▶ **Task**:
Please lay out the items below as a numbered list, leaving out any blank lines.

[Location labeling records]
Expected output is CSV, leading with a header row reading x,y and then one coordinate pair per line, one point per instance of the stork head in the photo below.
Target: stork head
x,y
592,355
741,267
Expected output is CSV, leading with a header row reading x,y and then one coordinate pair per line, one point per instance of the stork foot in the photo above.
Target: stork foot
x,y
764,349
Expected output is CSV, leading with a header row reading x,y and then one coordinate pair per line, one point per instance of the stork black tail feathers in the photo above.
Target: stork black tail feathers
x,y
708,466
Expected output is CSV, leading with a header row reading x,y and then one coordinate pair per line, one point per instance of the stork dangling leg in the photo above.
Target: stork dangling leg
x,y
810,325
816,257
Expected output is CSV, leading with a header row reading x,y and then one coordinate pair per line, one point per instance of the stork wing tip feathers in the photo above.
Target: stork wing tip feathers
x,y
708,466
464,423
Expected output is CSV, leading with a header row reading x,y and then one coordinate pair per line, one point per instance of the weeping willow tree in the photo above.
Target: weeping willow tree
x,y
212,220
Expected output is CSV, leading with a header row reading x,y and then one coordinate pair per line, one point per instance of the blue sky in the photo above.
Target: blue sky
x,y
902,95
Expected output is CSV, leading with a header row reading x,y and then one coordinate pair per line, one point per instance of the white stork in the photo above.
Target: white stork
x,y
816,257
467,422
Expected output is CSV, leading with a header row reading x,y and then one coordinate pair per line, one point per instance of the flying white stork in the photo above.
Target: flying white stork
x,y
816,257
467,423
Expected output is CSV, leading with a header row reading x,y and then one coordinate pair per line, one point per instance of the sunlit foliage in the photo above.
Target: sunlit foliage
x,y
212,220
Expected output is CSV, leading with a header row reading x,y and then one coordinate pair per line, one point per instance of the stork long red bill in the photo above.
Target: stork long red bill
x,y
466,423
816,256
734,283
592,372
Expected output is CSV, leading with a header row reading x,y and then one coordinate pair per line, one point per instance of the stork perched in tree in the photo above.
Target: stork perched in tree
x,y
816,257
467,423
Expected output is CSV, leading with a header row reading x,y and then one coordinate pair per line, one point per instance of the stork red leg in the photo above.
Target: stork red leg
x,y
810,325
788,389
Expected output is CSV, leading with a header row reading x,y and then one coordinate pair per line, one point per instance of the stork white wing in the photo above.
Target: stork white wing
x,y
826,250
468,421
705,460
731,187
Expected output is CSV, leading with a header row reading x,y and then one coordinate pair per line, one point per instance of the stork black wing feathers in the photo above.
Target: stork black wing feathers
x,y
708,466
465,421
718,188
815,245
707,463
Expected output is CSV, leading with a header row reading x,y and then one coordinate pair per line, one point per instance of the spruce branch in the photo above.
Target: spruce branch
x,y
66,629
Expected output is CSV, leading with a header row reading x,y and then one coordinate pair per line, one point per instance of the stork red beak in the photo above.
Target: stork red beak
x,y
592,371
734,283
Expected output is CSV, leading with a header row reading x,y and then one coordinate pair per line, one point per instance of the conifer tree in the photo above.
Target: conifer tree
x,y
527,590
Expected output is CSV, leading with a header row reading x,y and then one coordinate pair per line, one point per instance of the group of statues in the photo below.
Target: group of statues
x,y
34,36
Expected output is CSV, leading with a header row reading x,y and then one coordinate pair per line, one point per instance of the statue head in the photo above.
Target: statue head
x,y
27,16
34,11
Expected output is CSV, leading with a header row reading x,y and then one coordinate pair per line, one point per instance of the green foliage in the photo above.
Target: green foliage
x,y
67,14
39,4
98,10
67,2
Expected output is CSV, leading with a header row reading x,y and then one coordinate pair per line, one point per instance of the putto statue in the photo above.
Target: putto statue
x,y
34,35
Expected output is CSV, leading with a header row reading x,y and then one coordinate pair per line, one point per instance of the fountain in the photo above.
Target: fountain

▶ **Response**:
1. Expected output is CSV, leading with a header row reading x,y and then one coordinate pair per line, one point per instance of the stork head in the photo below.
2. Target: stork head
3. x,y
4. 592,355
5. 741,267
6. Expected output is CSV, leading with a header row reading x,y and then one coordinate pair per line, one point per instance of the stork foot in the photo above.
7. Target: stork foot
8. x,y
9. 764,349
10. Expected output is CSV, leading with a header row reading x,y and then one coordinate pair per line, one point per instance of the stork black tail feathers in the photo above.
11. Target: stork black tail feathers
12. x,y
13. 708,466
14. Expected output is CSV, leading with a header row reading x,y and then one coordinate pair per line, one point per instance of the stork dangling leg in the photo above.
15. Target: stork dangling leg
16. x,y
17. 810,325
18. 816,257
19. Expected output is CSV, leading with a header row reading x,y and then one coordinate pair per line, one point per instance of the stork wing tip feathers in the photo above.
20. Target: stork wing tip feathers
21. x,y
22. 708,466
23. 464,423
24. Expected output is CSV, leading with a header row reading x,y and then one coordinate pair per line, one point per instance of the weeping willow tree in the photo above.
25. Target: weeping willow tree
26. x,y
27. 212,220
28. Expected output is CSV, leading with a header row reading x,y and then one coordinate pair per line, one point per instance of the blue sky in the photo above.
29. Target: blue sky
30. x,y
31. 902,95
32. Expected output is CSV, leading with a header row reading x,y and then one coordinate pair per line, one point per instance of the white stork in the photo above.
33. Target: white stork
34. x,y
35. 816,257
36. 467,422
37. Expected output is CSV, leading with a header row reading x,y and then one coordinate pair per line, one point per instance of the flying white stork in the photo above.
38. Target: flying white stork
39. x,y
40. 816,257
41. 467,423
42. Expected output is CSV, leading with a header row reading x,y and then one coordinate pair per line, one point per instance of the sunlit foliage in the photo above.
43. Target: sunlit foliage
44. x,y
45. 212,220
46. Expected output is CSV, leading with a header row reading x,y and then one coordinate pair per line, one point per instance of the stork long red bill in the photo above.
47. Target: stork long red bill
48. x,y
49. 466,423
50. 816,256
51. 734,283
52. 592,372
53. Expected output is CSV, leading with a header row reading x,y and then one coordinate pair per line, one point per instance of the stork perched in tree in the photo above.
54. Target: stork perched in tree
55. x,y
56. 816,257
57. 467,423
58. Expected output is CSV, leading with a header row reading x,y and then one coordinate pair per line, one point per instance of the stork red leg in the photo above.
59. Target: stork red leg
60. x,y
61. 810,325
62. 788,389
63. Expected output is CSV, leading with a header row reading x,y and then one coordinate pair per line, one point per instance of the stork white wing in the photo above.
64. Target: stork white wing
65. x,y
66. 826,250
67. 468,421
68. 705,460
69. 731,187
70. Expected output is CSV, leading with a header row reading x,y and then one coordinate pair per line, one point per instance of the stork black wing feathers in the photo above.
71. Target: stork black wing feathers
72. x,y
73. 708,466
74. 465,421
75. 718,188
76. 815,245
77. 707,463
78. Expected output is CSV, leading with a header row reading x,y and then one coordinate pair per line, one point per instance of the spruce branch in the photo above.
79. Target: spruce branch
80. x,y
81. 66,629
82. Expected output is CSV, leading with a header row reading x,y and then one coordinate pair per line, one point per instance of the stork red beak in the photo above.
83. Target: stork red beak
84. x,y
85. 592,371
86. 734,283
87. Expected output is CSV, leading with a header row reading x,y and then one coordinate pair per line, one point per instance of the conifer tree in the photo above.
88. Target: conifer tree
89. x,y
90. 527,590
91. Expected output is CSV, leading with a header row reading x,y and then one coordinate pair per line, one point per instance of the group of statues in the photo below.
92. Target: group of statues
93. x,y
94. 34,36
95. Expected output is CSV, leading with a header row reading x,y and then one coordinate pair per line, one point per instance of the statue head in the photo above.
96. Target: statue head
97. x,y
98. 27,16
99. 34,11
100. Expected output is CSV, leading with a header row reading x,y and then one coordinate pair per line, one point per instance of the green foliage in the photo above.
101. Target: green foliage
102. x,y
103. 67,14
104. 39,4
105. 98,10
106. 67,2
107. Expected output is CSV, leading with a header row reading x,y and then one coordinate pair per line, one point per instance of the putto statue in the photo above.
108. Target: putto statue
109. x,y
110. 34,35
111. Expected output is CSV, leading with a header row reading x,y and then one coordinate pair per line, one point per instance of the fountain in the photo above.
112. Target: fountain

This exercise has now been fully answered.